> **Activity**
Search the data for the string "below" and gather each line it is in.

Point localization data:
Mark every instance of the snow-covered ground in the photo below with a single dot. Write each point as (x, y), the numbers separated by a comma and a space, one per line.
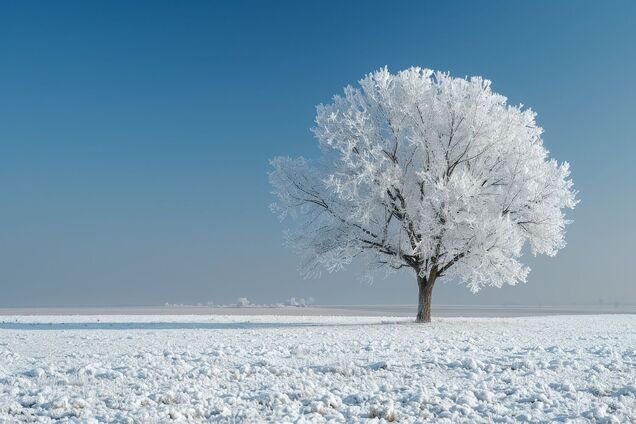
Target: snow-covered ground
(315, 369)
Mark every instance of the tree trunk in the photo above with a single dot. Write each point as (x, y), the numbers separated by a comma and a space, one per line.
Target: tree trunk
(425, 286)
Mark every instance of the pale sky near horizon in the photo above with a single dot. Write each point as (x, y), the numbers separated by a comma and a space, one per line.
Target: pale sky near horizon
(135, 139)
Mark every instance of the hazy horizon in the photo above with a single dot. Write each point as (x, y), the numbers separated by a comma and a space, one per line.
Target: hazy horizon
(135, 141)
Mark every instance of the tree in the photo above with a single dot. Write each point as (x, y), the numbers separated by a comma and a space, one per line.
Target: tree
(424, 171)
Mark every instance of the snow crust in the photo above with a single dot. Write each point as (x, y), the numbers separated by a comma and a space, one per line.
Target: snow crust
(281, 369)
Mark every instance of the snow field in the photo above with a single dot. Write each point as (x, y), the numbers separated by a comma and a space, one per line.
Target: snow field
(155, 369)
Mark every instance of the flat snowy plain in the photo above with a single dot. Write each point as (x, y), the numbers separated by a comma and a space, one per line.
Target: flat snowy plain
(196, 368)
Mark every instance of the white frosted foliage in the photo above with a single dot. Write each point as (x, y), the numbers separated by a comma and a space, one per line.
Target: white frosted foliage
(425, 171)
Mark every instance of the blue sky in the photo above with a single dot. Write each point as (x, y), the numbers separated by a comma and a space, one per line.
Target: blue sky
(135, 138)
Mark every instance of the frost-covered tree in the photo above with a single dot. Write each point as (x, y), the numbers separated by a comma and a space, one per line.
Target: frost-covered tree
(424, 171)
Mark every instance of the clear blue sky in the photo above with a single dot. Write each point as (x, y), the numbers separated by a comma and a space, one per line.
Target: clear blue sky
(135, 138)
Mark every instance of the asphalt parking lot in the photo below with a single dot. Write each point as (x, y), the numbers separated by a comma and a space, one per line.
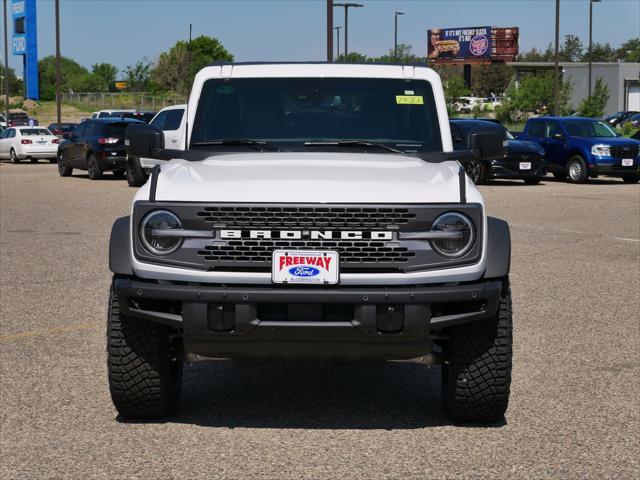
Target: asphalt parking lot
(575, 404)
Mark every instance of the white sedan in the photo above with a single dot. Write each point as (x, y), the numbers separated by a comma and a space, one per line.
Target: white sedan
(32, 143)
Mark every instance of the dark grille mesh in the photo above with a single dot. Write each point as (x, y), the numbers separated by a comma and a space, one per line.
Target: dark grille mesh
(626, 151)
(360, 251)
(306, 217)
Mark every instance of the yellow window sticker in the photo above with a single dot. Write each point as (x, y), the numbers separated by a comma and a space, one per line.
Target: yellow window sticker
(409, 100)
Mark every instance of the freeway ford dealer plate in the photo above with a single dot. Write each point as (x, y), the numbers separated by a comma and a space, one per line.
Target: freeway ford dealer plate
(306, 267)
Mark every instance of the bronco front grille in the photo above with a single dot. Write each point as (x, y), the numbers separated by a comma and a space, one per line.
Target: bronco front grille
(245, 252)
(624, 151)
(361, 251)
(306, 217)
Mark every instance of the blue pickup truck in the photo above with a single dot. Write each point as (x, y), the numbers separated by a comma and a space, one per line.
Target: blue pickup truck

> **Result of this exercise**
Mark every instance of the snow-covered ground in the photo below with a single dot. Write each point as (x, y), the numbers separated by a comma and a space, one per line.
Mark every instance of the asphalt parking lot in the photo below with a single dot. Write each point as (x, y), the numbers separated by a comma and a space, one per line.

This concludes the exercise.